**ACTIVITY:** Every line from the one with "Labeling batch C. For the image above, tag the bouquet" through the final line of the entries below should be returned exactly; leave out all other lines.

**Saved entries:**
[Start of Attachment]

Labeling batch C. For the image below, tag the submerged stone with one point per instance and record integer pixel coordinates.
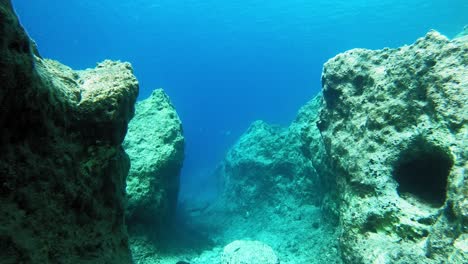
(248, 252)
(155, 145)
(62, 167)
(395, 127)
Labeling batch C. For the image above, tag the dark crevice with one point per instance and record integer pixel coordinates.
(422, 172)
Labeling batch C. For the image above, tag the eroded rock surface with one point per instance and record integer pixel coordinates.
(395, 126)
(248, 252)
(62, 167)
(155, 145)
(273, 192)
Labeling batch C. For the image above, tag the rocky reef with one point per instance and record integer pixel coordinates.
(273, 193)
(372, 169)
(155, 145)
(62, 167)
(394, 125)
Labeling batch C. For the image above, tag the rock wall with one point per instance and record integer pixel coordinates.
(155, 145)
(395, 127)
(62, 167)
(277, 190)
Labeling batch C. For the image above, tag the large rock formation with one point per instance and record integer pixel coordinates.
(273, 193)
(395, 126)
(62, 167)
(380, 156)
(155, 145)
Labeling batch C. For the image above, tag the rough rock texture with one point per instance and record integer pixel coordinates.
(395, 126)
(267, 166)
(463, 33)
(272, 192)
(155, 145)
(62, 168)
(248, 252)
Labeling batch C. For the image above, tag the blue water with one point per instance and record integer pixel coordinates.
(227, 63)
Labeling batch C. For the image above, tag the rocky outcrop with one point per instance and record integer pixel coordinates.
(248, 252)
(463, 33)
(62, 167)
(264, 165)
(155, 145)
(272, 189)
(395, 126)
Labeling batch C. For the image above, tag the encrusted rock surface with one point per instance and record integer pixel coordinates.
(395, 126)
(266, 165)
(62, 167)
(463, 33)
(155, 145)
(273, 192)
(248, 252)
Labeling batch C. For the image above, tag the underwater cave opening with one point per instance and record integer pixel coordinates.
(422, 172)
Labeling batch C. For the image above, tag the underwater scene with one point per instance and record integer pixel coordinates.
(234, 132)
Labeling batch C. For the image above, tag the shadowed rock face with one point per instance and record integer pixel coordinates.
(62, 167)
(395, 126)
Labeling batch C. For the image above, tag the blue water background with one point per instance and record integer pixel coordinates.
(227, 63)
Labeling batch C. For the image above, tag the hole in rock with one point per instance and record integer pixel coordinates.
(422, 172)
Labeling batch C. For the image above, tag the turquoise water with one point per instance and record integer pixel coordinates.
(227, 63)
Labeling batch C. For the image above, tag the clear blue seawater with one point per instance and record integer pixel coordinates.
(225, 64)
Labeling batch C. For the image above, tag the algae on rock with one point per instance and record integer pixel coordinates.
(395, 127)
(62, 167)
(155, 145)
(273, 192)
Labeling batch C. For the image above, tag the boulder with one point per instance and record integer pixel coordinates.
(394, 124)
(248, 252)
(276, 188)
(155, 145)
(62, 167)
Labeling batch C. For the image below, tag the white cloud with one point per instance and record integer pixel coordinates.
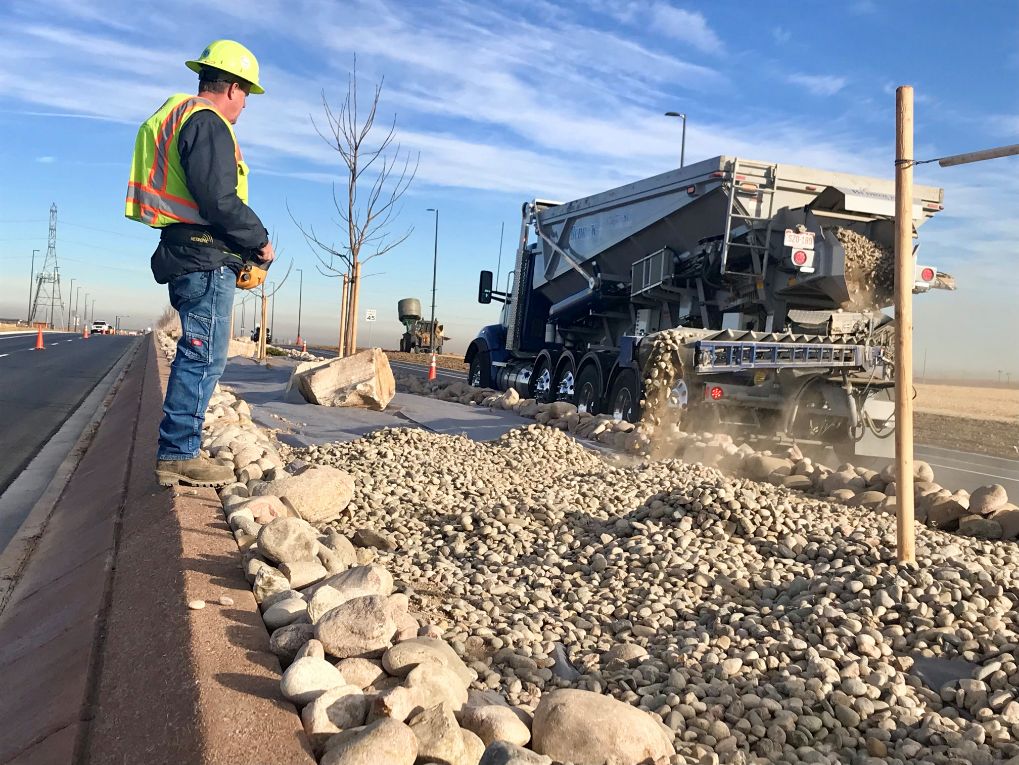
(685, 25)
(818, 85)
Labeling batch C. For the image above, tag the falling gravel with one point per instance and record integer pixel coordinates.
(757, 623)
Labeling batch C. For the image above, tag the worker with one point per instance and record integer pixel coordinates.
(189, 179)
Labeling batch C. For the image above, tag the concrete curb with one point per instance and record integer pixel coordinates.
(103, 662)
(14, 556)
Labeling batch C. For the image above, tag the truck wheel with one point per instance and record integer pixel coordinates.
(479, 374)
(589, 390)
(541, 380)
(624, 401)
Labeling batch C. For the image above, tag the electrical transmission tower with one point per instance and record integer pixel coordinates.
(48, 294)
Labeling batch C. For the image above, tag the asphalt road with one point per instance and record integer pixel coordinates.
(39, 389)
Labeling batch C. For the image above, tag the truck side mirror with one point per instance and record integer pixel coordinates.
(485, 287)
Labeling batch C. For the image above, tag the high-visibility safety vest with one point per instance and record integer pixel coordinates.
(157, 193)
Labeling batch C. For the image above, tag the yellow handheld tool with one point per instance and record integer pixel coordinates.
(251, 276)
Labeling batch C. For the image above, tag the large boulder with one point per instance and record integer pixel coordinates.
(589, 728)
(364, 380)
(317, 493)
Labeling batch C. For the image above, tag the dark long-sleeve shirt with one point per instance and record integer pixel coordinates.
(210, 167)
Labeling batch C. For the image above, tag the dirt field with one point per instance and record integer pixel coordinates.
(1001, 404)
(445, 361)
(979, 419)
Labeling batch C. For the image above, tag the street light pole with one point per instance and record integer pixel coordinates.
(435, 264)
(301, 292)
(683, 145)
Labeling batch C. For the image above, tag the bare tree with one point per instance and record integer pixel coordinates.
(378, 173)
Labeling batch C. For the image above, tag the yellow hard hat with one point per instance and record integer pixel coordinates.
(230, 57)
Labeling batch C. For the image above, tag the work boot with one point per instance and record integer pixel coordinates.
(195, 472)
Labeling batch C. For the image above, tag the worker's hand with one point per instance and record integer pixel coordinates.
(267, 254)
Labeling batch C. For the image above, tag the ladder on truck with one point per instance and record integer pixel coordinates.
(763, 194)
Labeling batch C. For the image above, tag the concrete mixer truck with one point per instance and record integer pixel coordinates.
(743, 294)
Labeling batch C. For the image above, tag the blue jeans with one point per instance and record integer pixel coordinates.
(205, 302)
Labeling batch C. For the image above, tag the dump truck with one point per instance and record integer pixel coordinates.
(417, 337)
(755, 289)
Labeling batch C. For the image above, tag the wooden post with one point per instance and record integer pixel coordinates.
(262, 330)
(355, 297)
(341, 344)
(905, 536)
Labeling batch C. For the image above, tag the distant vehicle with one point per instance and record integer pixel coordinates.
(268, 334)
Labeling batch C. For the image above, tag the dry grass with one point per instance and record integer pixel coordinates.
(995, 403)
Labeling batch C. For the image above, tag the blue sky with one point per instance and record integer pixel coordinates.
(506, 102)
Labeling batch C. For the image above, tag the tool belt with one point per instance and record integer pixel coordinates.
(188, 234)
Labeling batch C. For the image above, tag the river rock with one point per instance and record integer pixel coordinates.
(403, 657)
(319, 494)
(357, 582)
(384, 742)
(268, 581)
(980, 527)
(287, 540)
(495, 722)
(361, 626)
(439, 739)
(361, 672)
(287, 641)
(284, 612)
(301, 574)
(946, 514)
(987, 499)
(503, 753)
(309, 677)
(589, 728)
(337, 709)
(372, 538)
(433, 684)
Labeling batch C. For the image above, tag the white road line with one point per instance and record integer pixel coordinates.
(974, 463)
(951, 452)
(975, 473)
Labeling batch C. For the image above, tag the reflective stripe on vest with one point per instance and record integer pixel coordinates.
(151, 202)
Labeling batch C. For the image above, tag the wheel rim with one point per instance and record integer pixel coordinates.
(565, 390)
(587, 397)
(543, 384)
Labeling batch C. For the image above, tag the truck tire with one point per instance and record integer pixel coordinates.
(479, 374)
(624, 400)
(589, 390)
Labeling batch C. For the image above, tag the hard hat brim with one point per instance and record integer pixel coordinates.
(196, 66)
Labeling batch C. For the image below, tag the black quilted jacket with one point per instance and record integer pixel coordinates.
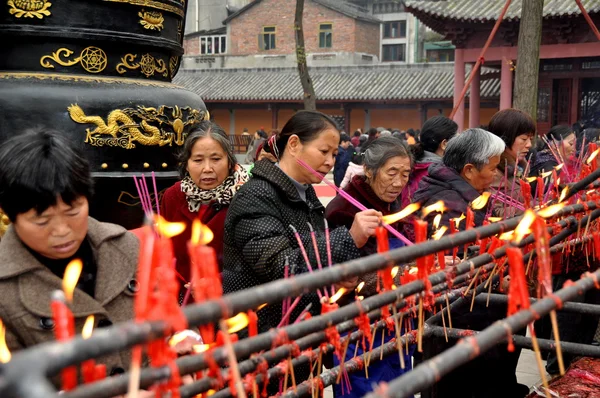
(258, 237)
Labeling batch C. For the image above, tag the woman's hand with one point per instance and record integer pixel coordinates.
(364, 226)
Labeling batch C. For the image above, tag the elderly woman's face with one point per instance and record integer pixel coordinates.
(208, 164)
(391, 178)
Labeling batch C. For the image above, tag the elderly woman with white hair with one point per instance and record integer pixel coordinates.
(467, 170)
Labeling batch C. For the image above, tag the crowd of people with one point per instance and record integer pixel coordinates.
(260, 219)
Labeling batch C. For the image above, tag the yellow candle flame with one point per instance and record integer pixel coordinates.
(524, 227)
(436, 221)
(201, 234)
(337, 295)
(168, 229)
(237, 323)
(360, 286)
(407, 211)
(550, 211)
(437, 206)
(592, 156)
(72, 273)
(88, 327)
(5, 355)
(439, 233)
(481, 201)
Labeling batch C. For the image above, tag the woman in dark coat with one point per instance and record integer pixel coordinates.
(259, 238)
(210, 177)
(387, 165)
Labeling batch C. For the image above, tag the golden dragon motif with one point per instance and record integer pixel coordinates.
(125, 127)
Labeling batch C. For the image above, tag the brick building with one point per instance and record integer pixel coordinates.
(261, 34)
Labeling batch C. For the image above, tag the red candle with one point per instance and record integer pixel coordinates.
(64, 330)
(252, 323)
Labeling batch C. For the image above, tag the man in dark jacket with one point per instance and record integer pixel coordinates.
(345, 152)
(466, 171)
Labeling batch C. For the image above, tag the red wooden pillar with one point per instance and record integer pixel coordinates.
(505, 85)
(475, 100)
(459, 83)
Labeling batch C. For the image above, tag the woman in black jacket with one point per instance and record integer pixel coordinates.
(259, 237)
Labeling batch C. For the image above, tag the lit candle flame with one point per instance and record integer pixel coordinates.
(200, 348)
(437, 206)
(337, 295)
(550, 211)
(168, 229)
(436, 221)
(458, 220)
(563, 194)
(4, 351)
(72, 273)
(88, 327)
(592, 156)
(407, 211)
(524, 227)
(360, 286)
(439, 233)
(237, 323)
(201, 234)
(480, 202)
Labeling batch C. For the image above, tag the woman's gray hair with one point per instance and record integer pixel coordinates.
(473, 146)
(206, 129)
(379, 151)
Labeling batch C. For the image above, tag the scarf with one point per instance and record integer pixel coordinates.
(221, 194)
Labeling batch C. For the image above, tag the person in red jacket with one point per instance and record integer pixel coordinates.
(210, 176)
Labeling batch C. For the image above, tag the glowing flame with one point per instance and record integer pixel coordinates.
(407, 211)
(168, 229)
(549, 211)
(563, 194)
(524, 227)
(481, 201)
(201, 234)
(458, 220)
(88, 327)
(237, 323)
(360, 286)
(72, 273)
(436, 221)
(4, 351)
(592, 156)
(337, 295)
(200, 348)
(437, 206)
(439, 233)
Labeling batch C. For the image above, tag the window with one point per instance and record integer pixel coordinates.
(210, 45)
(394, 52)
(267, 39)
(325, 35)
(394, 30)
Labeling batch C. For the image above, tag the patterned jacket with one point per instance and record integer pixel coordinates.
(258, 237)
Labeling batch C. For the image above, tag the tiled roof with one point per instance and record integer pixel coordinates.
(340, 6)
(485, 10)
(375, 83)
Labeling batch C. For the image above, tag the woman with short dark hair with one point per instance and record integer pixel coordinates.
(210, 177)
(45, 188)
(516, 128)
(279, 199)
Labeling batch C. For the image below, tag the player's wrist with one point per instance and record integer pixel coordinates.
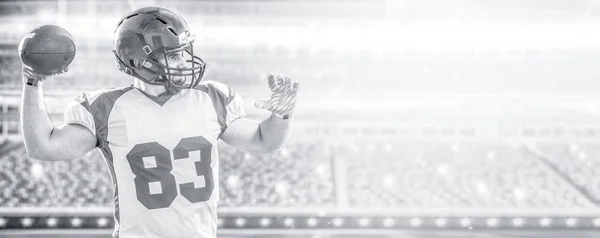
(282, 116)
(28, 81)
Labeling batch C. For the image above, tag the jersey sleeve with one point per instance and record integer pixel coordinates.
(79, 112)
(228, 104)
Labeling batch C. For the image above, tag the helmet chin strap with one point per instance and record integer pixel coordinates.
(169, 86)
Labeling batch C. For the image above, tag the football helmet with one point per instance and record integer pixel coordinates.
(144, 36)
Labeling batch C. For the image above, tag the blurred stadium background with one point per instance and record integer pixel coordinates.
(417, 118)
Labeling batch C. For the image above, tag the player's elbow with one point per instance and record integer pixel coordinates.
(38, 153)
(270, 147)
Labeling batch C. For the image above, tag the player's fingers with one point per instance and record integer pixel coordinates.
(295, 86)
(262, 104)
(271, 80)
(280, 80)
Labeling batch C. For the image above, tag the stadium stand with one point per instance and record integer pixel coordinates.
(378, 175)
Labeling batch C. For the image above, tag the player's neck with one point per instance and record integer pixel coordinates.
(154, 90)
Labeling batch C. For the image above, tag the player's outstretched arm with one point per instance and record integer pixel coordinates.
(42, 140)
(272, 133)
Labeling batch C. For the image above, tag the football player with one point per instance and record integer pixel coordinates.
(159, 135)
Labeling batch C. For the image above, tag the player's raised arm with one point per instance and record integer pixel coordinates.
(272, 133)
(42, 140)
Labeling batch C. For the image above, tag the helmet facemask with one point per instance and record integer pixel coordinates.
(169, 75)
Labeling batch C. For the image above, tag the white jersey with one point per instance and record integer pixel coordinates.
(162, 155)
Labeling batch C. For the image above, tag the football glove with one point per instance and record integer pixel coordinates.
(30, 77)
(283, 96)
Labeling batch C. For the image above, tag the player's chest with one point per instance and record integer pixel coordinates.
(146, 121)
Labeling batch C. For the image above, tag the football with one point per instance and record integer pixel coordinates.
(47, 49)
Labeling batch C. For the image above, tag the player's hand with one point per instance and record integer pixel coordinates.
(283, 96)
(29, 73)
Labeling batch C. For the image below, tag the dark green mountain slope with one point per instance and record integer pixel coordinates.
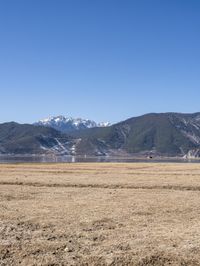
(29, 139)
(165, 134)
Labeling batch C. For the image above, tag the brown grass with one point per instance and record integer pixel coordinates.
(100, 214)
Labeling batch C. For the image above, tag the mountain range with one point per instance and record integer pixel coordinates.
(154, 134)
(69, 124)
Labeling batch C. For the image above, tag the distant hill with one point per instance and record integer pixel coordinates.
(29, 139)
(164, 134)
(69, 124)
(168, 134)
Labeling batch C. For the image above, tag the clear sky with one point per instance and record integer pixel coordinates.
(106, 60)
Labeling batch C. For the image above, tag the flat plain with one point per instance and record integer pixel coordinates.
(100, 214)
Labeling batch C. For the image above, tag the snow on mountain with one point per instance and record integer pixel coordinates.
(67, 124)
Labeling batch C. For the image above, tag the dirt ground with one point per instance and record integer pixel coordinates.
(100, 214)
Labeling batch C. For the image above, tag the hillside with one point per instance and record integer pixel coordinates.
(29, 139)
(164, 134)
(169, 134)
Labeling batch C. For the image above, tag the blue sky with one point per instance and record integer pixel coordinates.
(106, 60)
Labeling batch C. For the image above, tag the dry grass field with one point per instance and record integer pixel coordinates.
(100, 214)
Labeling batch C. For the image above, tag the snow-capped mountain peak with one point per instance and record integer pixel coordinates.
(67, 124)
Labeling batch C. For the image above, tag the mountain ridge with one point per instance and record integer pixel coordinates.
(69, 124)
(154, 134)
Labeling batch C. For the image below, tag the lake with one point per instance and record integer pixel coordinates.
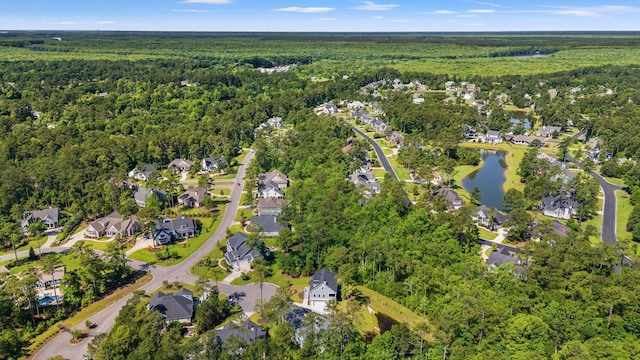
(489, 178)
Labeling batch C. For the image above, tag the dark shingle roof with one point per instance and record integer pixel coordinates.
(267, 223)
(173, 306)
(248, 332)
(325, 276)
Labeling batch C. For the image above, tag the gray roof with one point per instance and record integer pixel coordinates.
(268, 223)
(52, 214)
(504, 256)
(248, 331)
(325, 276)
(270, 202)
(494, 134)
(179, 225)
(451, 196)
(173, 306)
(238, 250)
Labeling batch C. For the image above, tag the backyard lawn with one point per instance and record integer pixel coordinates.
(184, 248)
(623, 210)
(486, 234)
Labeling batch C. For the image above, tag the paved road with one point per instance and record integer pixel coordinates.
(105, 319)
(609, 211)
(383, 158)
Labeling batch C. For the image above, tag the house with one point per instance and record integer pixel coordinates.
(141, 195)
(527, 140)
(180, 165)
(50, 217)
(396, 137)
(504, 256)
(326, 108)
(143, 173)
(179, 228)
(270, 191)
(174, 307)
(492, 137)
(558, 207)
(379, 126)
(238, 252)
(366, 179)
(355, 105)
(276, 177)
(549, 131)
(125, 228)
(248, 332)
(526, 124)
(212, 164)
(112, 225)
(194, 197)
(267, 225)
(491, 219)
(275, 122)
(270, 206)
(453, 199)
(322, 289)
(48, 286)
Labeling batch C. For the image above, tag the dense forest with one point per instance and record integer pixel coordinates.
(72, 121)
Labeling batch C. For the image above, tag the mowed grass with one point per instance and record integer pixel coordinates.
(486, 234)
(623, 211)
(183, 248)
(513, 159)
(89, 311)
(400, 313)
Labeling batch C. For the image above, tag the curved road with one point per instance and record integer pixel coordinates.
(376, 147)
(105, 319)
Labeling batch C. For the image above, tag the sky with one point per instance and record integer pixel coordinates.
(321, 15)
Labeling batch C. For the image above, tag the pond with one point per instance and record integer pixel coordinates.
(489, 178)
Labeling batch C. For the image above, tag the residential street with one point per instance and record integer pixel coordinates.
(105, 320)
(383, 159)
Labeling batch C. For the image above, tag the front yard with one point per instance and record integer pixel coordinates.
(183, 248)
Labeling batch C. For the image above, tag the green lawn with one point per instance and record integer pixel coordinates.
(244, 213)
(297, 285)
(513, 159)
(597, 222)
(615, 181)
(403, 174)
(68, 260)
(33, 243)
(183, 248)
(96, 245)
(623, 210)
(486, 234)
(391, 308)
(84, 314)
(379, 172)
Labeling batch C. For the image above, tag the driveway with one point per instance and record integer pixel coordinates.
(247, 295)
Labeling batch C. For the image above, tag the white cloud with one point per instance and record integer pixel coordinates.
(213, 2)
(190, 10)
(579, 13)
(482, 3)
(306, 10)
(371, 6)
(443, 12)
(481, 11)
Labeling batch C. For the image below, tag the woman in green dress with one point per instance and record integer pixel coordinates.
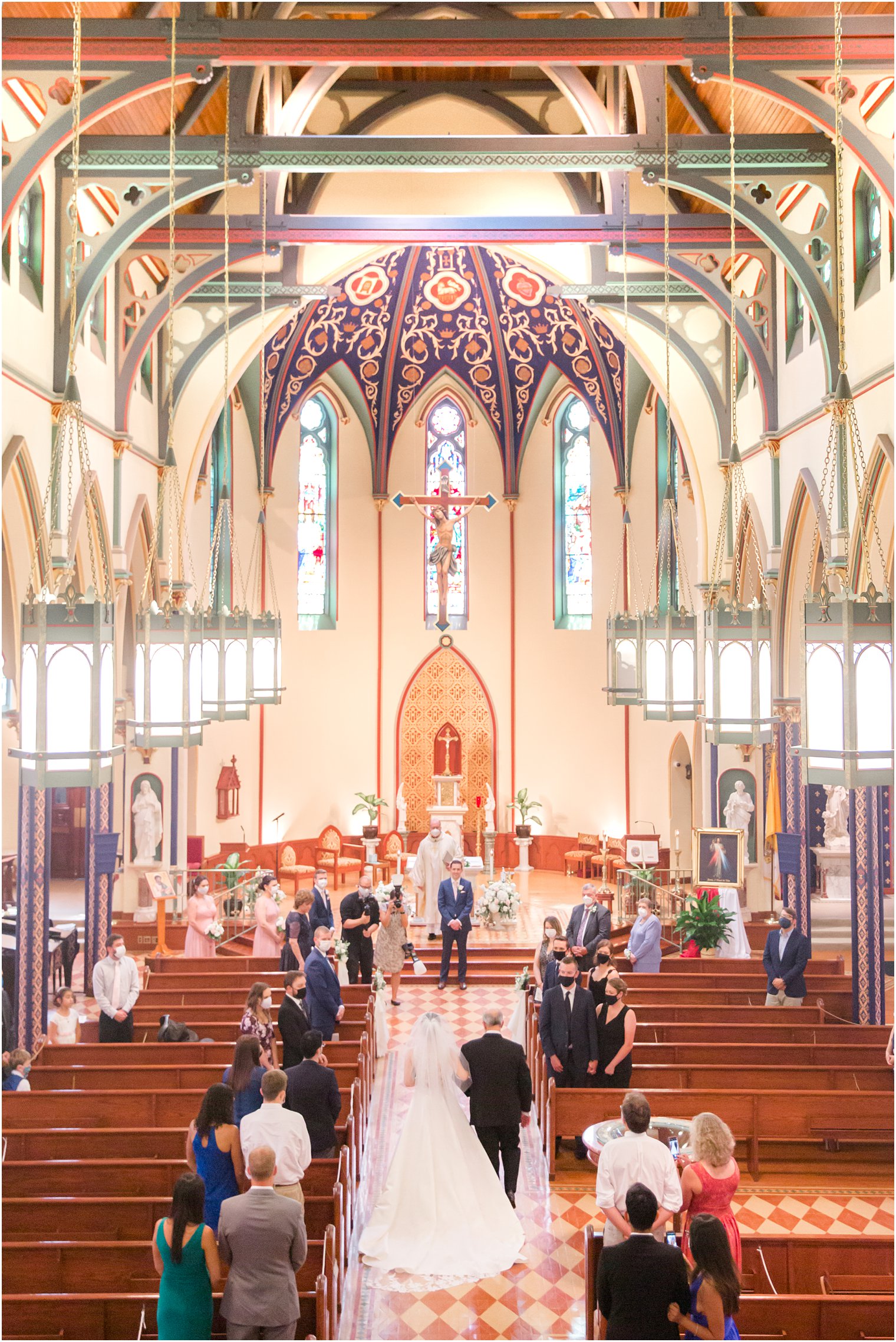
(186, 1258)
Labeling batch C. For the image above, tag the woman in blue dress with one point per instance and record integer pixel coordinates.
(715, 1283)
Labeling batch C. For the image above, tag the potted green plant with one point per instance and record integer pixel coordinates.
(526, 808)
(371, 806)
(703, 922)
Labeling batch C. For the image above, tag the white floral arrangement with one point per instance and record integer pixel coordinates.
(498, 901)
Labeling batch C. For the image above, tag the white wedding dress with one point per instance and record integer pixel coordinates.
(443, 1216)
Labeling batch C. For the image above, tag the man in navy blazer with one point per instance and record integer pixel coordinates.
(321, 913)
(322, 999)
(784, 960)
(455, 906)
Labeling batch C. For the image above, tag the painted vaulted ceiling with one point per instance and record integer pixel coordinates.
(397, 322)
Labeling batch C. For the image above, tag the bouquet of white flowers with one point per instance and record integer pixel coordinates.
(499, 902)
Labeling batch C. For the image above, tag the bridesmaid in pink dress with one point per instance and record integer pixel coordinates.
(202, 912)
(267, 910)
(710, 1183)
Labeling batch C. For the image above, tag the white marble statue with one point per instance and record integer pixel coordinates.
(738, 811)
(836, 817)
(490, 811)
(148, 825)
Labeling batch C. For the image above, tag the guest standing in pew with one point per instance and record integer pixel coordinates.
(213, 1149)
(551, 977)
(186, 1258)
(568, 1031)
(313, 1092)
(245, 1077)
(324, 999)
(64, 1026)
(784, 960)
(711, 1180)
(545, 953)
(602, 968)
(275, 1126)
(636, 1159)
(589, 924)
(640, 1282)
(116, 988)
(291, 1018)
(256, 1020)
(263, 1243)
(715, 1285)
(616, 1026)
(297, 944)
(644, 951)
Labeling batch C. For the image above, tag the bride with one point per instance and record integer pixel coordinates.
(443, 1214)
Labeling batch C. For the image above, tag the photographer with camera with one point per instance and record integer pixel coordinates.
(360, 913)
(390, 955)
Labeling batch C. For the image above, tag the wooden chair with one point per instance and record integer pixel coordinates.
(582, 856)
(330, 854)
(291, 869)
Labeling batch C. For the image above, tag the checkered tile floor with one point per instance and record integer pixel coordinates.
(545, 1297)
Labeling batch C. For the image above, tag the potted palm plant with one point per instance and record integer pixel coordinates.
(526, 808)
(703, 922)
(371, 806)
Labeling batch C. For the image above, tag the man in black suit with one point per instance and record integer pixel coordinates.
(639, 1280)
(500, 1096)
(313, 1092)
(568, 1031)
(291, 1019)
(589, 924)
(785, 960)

[End of Attachment]

**TASK RESPONSE:**
Labeling batch C. For the image above, tag the bouquet of white flowers with one point per instance and record integer pixel coordinates.
(499, 902)
Labeling batch C. For the image above, tag the bridesmaid in pink dress with one point per instance and record integer pixel coordinates.
(202, 912)
(267, 910)
(710, 1183)
Labeling batch C. For the image above, tag the white marble statue with one point per instance and record integer pixel coordinates.
(738, 811)
(836, 817)
(490, 811)
(148, 825)
Labeling batch C. For the image above, tag the guest standing in pew with one point per instance and record integer pixel coordinates.
(213, 1149)
(551, 977)
(186, 1258)
(568, 1031)
(313, 1092)
(245, 1077)
(324, 999)
(64, 1026)
(784, 960)
(711, 1180)
(545, 953)
(602, 968)
(275, 1126)
(636, 1159)
(589, 924)
(640, 1282)
(116, 988)
(291, 1018)
(256, 1020)
(263, 1243)
(715, 1285)
(616, 1026)
(297, 944)
(644, 951)
Labeling batch C. For the image above, tag the bride with one point per instance and record integer pixel coordinates.
(443, 1214)
Labeling batch C. For the image above, tag the photographer with camera with one point per instance and record integer pixel coordinates.
(360, 913)
(390, 955)
Labeling batch C. For the image above, tag the wooden chair with one point per instance and record integer pixel coordinates.
(582, 856)
(330, 854)
(291, 869)
Labeling batch C. For the image above, tag the checkered tile floor with one point per instance and record integer pixel coordinates.
(545, 1297)
Labeling batch C. For the image above, tag the potted palm plant with one point per instance and record integer pixel coordinates.
(526, 808)
(703, 922)
(371, 806)
Labeling batch C. For the image above, tag the man in black suit with one point per instance and record integer pixel coordinates.
(639, 1280)
(500, 1096)
(313, 1092)
(568, 1031)
(291, 1019)
(589, 924)
(785, 960)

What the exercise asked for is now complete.